• **Quoted text**
---+---

What is Intermediate Representation - A Gist

#beginners #llvm #ir

Here's a problem statement: What if you have a programming language specification and want to write a compiler for it? What about if you have two languages? Or, three? Or more?

While each language is quite different to each other, all of them will have some similarities under the hood. Sure, there may be simple changes like basic syntax and file structure. And, there may be more complex changes like variable hoisting rules, lifetimes and garbage collection but, when everything is stripped away, your code has to be eventually converted into something machine readable anyway.

#include <iostream>

int main(void) {
    const std::string message = "Hello, world!";
    std::cout << message << std::endl;

    return 0;
}

const message = 'Hello, world!';
console.log(message);

These two snippets might look different, and that's because they are probably the farthest apart (apart from perhaps a functional language) as you can get in programming languages without going into the deep end. And yet, an ideal IR aims to unify these in a single, complete and non-lossy format.

So, why not try to write a generic compiler for everything? The refinement of this idea could be implemented using intermediate representation, or IR.

What is IR?

Contrary to popular belief, IR is not necessarily a programming language but could either be a data-structure (abstract-syntax trees) or code used internally by a compiler to represent the true source code.

---+---

• **Short exercise 1**
Copy the intermediate representation article word for word from "What is Intermediate" to "machine readable anyway.".

• **Dataset content**
---+---

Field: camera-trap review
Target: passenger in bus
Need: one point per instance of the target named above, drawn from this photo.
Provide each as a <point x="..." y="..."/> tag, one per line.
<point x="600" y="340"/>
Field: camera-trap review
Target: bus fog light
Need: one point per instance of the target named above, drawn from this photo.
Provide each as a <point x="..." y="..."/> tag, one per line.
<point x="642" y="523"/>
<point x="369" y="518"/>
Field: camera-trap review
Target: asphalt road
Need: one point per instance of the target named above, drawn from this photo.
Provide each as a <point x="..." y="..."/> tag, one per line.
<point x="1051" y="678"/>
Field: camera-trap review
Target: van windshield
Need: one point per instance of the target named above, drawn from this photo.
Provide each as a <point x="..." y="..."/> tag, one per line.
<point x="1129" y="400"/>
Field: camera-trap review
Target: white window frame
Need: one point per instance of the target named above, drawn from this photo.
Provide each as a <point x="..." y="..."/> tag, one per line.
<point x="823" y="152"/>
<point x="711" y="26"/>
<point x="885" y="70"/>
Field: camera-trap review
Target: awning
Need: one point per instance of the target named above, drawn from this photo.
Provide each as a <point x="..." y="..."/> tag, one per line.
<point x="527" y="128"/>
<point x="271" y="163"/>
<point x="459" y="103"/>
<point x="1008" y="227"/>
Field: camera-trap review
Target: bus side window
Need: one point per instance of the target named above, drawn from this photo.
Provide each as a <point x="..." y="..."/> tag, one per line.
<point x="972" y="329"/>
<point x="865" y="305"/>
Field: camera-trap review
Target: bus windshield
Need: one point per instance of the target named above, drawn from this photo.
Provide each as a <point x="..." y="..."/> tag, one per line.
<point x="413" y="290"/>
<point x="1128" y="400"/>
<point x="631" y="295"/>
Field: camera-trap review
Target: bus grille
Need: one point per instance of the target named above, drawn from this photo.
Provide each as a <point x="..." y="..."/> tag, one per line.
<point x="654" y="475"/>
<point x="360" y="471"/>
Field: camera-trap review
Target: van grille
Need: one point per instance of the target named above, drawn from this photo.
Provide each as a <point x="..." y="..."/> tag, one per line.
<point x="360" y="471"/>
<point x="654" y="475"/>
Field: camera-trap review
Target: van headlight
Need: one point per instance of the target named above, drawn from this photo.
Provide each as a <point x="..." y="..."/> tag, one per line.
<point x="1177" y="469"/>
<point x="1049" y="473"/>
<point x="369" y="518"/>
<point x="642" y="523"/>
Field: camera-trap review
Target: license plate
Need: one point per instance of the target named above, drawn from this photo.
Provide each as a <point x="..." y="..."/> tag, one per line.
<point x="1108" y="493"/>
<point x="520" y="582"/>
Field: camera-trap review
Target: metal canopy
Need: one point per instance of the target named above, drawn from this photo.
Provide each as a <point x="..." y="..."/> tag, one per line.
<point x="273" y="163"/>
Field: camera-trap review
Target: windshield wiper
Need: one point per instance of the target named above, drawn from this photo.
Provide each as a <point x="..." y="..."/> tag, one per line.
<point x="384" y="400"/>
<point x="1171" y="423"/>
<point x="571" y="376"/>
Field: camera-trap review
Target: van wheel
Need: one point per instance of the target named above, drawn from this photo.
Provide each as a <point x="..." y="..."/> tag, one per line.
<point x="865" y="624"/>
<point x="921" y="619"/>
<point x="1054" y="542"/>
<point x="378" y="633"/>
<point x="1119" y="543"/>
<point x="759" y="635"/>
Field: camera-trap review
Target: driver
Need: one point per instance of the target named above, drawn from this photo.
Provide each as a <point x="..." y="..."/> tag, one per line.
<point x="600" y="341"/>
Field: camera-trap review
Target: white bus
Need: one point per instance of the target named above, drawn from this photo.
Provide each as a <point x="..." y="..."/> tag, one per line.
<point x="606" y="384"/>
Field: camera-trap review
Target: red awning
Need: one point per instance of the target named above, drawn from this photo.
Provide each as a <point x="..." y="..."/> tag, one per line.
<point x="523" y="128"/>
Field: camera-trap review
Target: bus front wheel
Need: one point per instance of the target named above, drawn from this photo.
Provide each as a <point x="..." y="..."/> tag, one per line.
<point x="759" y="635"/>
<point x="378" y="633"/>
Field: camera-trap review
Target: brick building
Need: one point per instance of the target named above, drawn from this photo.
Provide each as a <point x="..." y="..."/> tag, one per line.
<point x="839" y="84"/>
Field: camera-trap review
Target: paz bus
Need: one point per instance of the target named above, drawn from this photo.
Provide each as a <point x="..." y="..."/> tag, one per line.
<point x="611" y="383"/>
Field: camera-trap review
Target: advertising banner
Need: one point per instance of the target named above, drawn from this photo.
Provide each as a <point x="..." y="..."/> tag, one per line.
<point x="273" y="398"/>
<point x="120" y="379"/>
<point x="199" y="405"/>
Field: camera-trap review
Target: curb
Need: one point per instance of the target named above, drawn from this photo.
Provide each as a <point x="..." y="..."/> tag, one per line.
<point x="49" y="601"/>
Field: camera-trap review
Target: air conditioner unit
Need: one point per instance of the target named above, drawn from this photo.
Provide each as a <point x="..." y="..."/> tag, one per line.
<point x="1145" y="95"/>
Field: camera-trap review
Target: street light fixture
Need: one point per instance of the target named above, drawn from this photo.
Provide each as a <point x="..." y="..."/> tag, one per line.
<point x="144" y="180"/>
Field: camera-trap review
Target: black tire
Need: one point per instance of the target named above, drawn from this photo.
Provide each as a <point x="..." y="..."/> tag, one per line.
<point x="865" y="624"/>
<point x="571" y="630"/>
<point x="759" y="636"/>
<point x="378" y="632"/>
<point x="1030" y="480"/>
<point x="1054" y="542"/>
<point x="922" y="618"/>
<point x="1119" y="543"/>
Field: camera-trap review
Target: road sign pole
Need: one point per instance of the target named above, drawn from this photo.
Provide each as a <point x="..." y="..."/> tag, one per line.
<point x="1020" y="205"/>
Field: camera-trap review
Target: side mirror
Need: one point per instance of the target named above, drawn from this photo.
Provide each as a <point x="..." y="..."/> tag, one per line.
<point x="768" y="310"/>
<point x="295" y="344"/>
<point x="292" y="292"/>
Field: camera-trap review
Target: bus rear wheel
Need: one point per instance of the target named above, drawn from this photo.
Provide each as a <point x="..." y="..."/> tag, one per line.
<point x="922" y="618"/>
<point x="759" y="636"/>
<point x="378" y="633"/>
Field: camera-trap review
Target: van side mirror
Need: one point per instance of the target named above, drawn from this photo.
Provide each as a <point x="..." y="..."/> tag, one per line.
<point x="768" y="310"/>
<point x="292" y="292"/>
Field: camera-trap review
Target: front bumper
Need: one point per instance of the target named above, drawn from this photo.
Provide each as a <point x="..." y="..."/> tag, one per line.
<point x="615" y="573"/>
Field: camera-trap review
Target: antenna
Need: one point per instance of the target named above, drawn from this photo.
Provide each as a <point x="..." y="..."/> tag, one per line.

---+---

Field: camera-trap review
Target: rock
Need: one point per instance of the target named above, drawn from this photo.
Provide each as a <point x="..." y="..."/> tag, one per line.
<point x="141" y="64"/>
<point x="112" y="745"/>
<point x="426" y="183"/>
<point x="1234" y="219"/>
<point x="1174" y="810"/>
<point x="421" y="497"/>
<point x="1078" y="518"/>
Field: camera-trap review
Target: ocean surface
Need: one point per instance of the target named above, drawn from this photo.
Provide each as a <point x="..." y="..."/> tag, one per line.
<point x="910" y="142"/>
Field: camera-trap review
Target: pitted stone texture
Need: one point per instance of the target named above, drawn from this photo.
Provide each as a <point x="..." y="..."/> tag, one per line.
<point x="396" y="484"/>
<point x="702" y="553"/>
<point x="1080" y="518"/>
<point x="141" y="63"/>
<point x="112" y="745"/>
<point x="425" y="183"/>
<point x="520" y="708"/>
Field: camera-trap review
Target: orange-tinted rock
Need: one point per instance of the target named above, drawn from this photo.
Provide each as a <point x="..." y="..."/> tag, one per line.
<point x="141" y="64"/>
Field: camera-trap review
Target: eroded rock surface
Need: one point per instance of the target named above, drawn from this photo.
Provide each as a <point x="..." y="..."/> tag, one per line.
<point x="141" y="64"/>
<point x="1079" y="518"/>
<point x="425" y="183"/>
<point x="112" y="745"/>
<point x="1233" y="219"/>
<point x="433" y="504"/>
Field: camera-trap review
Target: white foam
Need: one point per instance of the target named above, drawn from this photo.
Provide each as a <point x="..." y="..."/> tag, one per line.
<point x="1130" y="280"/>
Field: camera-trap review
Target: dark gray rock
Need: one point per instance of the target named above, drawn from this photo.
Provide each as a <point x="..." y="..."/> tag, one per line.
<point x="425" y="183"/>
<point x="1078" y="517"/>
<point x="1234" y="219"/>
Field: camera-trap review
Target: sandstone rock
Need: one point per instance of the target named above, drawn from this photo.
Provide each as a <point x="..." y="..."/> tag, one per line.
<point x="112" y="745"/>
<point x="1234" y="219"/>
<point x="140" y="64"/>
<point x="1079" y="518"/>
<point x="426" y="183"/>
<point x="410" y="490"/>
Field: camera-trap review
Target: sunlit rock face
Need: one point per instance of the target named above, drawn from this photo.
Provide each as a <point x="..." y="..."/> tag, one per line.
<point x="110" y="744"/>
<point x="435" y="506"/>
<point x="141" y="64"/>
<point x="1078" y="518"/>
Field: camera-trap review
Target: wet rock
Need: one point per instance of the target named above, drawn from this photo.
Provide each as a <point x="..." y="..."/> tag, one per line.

---+---

• **Short exercise 2**
Report every line of the records above that contains the word "mirror".

• **Correct result 1**
What is Intermediate Representation - A Gist

#beginners #llvm #ir

Here's a problem statement: What if you have a programming language specification and want to write a compiler for it? What about if you have two languages? Or, three? Or more?

While each language is quite different to each other, all of them will have some similarities under the hood. Sure, there may be simple changes like basic syntax and file structure. And, there may be more complex changes like variable hoisting rules, lifetimes and garbage collection but, when everything is stripped away, your code has to be eventually converted into something machine readable anyway.

• **Correct result 2**
Target: side mirror
Target: van side mirror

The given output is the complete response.